Respond with exact copies of the lines running from the line that contains "Run detection on potted" to the end of the material.
......
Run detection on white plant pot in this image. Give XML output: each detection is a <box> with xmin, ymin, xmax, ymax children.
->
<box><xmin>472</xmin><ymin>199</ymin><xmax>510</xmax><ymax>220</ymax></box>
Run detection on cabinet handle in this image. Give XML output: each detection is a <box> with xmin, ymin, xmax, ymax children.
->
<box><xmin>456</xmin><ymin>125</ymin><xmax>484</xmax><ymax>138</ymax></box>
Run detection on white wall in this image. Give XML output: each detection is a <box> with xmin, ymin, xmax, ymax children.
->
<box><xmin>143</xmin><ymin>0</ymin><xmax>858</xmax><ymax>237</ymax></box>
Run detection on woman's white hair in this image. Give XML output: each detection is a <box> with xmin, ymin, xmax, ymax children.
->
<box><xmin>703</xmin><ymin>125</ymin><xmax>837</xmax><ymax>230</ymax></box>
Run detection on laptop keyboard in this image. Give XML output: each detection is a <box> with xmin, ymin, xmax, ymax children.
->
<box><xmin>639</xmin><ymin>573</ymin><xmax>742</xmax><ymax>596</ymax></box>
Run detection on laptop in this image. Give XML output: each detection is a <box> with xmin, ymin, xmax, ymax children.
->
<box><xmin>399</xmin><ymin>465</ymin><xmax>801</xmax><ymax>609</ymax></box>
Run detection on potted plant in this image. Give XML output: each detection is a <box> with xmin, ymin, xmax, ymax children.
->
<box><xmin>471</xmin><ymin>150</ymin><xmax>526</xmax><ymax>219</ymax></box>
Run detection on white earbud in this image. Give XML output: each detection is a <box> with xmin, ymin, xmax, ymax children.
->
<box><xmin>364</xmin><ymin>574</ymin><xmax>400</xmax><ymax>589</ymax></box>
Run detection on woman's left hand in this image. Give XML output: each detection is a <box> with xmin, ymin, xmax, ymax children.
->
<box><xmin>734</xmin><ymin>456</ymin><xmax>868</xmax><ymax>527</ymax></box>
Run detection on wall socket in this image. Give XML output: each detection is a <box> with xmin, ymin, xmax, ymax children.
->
......
RESULT →
Run detection on potted plant in this image. Give XML output: each detection is a <box> with xmin, ymin, xmax, ymax children.
->
<box><xmin>471</xmin><ymin>150</ymin><xmax>526</xmax><ymax>219</ymax></box>
Run detection on white earbud in this image. Give XML output: each detection is a <box> with xmin, ymin, xmax, ymax children.
->
<box><xmin>364</xmin><ymin>574</ymin><xmax>400</xmax><ymax>589</ymax></box>
Run detection on woman's left hand in this image. Give XML output: each detection is a <box> with xmin, ymin, xmax, ymax children.
->
<box><xmin>734</xmin><ymin>456</ymin><xmax>868</xmax><ymax>527</ymax></box>
Run detection on wall socket in this image. Give XML output: each detection is a <box> with xmin, ymin, xmax, ymax children.
->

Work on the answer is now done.